** START PROVIDED ENTRIES **

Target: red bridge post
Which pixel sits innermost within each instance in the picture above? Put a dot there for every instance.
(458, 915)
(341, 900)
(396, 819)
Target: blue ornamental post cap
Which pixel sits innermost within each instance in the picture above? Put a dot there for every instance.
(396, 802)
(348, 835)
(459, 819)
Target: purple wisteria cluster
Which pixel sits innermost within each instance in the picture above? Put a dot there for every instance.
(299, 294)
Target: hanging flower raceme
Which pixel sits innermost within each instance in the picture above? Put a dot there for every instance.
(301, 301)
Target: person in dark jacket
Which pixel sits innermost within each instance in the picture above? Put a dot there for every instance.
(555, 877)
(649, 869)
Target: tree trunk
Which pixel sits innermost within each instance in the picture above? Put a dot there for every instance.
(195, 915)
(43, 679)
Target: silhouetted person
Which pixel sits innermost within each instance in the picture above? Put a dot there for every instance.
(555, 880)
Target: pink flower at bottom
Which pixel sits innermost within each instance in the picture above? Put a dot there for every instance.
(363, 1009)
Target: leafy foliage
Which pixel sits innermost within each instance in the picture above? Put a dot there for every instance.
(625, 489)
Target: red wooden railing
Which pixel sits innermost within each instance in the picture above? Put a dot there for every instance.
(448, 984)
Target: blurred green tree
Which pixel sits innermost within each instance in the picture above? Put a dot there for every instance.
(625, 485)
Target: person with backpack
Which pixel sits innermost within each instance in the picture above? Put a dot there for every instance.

** END PROVIDED ENTRIES **

:: EXERCISE OBJECTIVE ::
Rescale the part of the records that runs from the line containing "Target: silhouetted person" through the end of the records, both ends included, and reproduce every line of it, requests included. Multiply each coordinate in the answers by 2.55 and round to whole numbers, with halves rounded up.

:: FULL RESPONSE ::
Target: silhouetted person
Which pixel sits innermost within each instance in the picture above? Put a dot there for every instance.
(1415, 2244)
Target: pink flower at bottom
Which pixel sits innermost within each instance in the picture above? Put a dot there for every instance.
(926, 2573)
Target: leafy foliage
Which pixel sits innermost within each instance in the picture above? Put a dot there for every instance.
(1594, 1247)
Target: red wooden railing
Which pixel sits innermost within each instance in the picture above? Put a dot there for every instance.
(1142, 2509)
Target: blurred green tree
Which pixel sits innermost within each instance in the picture above? Put a dot there for every instance.
(1594, 1237)
Target: person with backpack
Which pixel sits innermost within each instance in the picture above? Put a dot there for every instance.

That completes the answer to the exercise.